Exactly as written, restate the material below from its first line through the line containing "Target: pale pink petal", and stop there.

※

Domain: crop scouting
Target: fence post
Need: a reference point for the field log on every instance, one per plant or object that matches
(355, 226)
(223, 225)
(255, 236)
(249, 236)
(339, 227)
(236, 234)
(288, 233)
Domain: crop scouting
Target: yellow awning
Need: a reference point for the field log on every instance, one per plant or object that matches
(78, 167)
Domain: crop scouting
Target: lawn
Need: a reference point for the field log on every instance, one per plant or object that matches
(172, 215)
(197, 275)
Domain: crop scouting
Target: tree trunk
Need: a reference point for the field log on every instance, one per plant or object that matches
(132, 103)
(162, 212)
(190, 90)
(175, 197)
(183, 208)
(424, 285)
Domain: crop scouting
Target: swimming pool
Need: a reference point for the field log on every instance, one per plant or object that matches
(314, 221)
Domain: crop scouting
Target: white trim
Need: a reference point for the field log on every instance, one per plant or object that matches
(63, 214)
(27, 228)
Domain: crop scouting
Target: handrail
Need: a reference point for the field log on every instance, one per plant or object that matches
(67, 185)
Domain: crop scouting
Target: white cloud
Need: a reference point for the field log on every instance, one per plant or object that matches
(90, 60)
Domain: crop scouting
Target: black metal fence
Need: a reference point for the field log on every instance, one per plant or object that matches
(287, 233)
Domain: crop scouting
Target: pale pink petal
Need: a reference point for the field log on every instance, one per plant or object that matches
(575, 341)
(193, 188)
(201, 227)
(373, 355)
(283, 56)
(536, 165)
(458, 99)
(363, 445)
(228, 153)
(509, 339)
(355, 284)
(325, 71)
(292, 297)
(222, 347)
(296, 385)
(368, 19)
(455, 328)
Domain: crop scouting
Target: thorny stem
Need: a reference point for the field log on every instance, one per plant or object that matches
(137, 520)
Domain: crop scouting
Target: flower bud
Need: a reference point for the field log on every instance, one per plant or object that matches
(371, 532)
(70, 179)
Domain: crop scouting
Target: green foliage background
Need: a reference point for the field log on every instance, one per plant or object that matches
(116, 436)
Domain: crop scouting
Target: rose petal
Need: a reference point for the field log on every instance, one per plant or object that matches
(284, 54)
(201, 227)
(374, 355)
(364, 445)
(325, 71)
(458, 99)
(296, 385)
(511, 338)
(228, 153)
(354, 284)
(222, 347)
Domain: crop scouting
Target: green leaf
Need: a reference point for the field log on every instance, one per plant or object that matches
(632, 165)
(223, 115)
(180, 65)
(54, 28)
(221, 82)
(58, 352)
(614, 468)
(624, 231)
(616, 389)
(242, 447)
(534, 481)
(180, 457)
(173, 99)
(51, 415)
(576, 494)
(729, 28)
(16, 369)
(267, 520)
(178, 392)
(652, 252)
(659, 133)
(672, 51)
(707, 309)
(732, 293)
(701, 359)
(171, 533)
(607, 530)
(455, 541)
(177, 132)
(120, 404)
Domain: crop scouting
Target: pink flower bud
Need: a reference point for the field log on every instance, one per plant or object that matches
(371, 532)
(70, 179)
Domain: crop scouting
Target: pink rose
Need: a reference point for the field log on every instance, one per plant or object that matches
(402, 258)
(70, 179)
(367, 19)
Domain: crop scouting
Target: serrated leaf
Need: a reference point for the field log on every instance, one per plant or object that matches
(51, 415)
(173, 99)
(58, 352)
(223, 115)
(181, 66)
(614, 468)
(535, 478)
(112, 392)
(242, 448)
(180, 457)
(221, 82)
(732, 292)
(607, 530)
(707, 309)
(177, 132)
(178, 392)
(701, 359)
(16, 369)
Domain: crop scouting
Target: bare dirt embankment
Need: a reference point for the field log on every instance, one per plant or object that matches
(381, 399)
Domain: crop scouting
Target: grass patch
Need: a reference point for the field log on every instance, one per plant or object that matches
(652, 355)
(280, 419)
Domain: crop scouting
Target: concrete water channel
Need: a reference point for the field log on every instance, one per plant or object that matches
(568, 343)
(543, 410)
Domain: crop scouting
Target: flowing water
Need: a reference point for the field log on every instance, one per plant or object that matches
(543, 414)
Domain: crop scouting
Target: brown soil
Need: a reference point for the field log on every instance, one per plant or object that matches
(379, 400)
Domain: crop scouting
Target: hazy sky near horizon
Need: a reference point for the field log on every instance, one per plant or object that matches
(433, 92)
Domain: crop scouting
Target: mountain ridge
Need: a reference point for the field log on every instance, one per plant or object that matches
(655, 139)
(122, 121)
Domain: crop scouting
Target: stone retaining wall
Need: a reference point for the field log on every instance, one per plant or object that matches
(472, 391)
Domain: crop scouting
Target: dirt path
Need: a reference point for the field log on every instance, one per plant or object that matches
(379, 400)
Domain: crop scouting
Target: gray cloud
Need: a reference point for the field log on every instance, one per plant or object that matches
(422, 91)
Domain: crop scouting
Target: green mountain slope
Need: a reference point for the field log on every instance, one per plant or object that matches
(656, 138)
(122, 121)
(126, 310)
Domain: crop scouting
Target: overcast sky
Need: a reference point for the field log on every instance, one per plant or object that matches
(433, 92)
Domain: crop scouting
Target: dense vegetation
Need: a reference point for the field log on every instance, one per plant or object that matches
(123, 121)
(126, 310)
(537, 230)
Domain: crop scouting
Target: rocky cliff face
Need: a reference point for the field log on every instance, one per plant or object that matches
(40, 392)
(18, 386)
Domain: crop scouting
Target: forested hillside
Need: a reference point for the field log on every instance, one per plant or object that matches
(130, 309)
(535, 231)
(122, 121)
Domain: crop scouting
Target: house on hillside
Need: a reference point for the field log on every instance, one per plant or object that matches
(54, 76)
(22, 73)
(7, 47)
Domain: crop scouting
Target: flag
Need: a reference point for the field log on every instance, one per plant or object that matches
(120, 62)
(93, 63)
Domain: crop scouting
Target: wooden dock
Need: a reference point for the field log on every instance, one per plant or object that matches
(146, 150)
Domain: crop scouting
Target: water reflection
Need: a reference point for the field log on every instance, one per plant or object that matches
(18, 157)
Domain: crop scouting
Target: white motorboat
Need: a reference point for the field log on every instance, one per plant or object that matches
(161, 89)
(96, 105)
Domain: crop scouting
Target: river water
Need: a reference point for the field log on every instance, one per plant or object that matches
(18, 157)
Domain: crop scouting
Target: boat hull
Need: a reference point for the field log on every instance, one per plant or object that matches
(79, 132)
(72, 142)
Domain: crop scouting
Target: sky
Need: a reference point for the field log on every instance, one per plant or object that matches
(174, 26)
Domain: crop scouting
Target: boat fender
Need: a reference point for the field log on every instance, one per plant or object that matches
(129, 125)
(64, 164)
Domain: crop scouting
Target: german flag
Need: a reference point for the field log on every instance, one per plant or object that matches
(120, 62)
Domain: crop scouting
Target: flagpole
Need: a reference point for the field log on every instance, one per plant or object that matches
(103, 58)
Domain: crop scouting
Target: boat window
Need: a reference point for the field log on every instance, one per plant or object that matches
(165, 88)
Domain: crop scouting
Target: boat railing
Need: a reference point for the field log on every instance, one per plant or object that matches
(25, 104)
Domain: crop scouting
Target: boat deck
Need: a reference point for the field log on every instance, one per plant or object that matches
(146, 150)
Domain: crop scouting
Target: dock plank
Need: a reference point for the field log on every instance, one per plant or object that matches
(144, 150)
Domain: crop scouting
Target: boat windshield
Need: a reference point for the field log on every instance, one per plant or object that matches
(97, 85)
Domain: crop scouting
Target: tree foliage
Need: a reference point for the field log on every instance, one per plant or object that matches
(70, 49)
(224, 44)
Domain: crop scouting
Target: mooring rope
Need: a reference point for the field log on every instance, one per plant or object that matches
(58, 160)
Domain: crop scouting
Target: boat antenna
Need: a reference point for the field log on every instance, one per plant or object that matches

※

■ Written reply:
Domain: crop scouting
Target: fence post
Need: a reference point for the field log on every instance, one per plant or object that matches
(355, 226)
(223, 225)
(255, 236)
(249, 236)
(339, 227)
(236, 234)
(288, 233)
Domain: crop scouting
Target: yellow awning
Need: a reference point for the field log on every instance, one per plant or object that matches
(78, 167)
Domain: crop scouting
Target: lawn
Need: a reference point for the field log on every instance, one per plant or object that matches
(172, 215)
(197, 275)
Domain: crop scouting
Target: tree trunk
Need: a reference point for the field log on every instance, one per plant or object that matches
(132, 103)
(162, 212)
(190, 90)
(175, 197)
(183, 208)
(424, 285)
Domain: crop scouting
Target: swimming pool
Need: a reference point for the field log on every instance, one per plant or object that matches
(314, 221)
Domain: crop scouting
Target: white trim
Need: a reference point for the field log on every instance, one per plant or object that matches
(63, 214)
(27, 228)
Domain: crop scouting
Target: handrail
Need: a reference point for the field log on every instance, one per plant or object that matches
(67, 185)
Domain: crop scouting
Target: white cloud
Need: a reference point for the field log on every instance, one per plant or object that matches
(90, 60)
Domain: crop scouting
Target: black metal fence
Need: a reference point for the field log on every instance, one per plant or object that matches
(287, 233)
Domain: crop scouting
Target: pale pink petal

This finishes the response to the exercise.